Bonn: German Development Institute / Deutsches Institut für Entwicklungspolitik (DIE) (The Current Column of 27 January 2014)

Bonn, 27 January 2014. Around this time, New Year’s resolutions begin to fade, challenged by long-standing habits. Whether it was to bike to work, install efficient lighting, or eat less chocolate, present comfort often beats out long-term wellbeing. In economics this is a market failure known as dynamic inconsistencies: While we may know what is best for us in the long run, our desire to stick with the more certain comfort of the status quo often supersedes change.

This has big implications for energy efficiency, where implementation is sorely lacking, sometimes as a result of non-technical barriers. Too frequently, the focus in the energy transition falls on the supply side. More must be done to ensure the demand side, namely the energy end user is prepared to adopt new technologies, innovations and behaviours.

Fruit picking and policy making

Energy efficiency is not a low hanging fruit. Rather, it’s very ripe for the picking, but not always easily reached. Market failures, behavioural anomalies and other barriers stand in the path of energy efficiency implementation.

A pillar of the EU 20-20-20 targets, energy efficiency is found in national flagship energy efficiency programmes such as the German KfW energy efficiency standards and the Green Deal in the UK. The 2013 Coalition Agreement in Germany highlighted the role of energy efficiency and individual actors in the scale up of the Energiewende. Yet the plans lack details on how behaviour change will be addressed. Incorporating behavioural insights into policy making is still a relatively new feat, so the Coalition is not alone in the oversight.

== == ==

Pick up the column on energy efficiency above right after its final sentence and carry it on in the same voice.

== == ==

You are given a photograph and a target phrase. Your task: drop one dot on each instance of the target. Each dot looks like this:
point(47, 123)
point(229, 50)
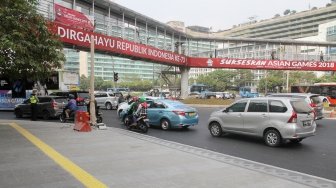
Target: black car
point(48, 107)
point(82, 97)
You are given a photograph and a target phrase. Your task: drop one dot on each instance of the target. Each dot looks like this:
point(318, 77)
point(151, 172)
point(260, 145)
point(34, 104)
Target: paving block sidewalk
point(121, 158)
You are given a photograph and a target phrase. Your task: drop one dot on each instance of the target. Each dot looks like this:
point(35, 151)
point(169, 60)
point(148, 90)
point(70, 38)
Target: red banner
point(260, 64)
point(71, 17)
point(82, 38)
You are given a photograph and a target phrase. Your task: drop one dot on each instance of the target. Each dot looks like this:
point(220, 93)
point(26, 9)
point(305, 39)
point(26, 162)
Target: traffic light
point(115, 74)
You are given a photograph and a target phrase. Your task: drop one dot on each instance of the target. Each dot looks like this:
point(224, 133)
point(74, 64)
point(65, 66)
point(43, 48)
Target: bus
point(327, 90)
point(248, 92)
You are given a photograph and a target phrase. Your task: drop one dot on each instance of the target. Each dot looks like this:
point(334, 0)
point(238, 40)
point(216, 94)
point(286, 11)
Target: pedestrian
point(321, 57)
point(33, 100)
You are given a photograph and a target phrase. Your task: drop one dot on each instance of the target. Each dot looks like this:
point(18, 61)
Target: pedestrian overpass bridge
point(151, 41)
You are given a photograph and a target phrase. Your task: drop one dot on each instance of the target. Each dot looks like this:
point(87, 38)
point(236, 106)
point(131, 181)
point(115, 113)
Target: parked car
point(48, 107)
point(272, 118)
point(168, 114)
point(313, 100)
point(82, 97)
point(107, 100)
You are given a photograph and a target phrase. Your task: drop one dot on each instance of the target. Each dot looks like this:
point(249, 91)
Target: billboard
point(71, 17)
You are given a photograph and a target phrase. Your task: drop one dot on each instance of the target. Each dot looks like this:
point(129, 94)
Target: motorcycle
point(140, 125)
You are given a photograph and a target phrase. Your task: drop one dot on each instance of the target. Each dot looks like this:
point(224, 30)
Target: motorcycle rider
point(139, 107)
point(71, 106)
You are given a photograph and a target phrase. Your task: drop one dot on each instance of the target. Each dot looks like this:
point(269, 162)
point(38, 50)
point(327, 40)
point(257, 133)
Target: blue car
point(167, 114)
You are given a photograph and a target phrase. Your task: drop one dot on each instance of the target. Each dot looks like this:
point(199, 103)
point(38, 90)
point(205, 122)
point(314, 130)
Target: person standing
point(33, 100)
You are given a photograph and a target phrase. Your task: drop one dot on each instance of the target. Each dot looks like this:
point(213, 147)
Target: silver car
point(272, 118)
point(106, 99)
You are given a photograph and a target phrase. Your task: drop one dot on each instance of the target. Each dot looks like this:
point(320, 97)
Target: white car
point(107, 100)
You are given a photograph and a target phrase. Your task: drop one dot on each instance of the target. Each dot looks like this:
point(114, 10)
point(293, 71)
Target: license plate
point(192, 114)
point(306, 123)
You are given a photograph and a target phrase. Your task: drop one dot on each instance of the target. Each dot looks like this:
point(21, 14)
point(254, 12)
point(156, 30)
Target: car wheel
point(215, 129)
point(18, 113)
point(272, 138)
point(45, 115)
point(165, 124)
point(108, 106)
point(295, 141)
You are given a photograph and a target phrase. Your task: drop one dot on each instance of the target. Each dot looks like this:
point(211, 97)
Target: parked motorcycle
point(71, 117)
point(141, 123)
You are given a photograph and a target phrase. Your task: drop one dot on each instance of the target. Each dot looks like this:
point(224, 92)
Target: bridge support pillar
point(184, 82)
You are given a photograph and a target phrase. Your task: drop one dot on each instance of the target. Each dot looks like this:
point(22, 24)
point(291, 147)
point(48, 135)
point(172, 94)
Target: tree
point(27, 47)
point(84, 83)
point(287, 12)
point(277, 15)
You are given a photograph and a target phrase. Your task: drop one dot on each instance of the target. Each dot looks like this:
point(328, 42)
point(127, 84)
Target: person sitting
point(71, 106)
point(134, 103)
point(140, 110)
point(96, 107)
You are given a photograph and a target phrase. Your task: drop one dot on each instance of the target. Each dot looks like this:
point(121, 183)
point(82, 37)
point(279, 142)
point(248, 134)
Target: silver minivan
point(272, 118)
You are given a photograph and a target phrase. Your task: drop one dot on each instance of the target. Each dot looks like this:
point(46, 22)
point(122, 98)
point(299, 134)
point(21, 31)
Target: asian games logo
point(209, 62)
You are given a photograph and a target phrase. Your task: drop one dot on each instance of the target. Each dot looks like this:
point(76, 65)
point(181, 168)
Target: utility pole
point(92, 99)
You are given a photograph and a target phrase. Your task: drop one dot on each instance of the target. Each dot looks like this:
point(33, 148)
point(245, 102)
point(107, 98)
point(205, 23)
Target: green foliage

== == ==

| Task result |
The field of behavioural economics was popularised by the award of the 2002 Nobel Prize for economics to Daniel Kahneman. Since then, governments have been on the gradual uptake of behavioural-influenced policy making. UK Prime Minister David Cameron’s establishment of a “Nudge Unit” in 10 Downing in 2009 has been widely hailed as the primetime debut of behavioural economics in the policy world. David Halpern, director of the Nudge Unit, notes a motivating factor for behavioural insight influenced policy making: “people like shortcuts.” Behavioural insights can take many forms, such as defaults or nudges, which make the “smarter choice” more immediately in reach.

Translating and creating new evidence

While developed economy policy makers have a wider body of research conducted in their home countries to turn to, research on energy efficiency and behaviour in developing economies is sparse. Different contexts for energy efficiency implementation, such as limited household or enterprise resources to purchase more efficient but perhaps more expensive technologies make the energy efficiency implementation challenge still greater in developing economies.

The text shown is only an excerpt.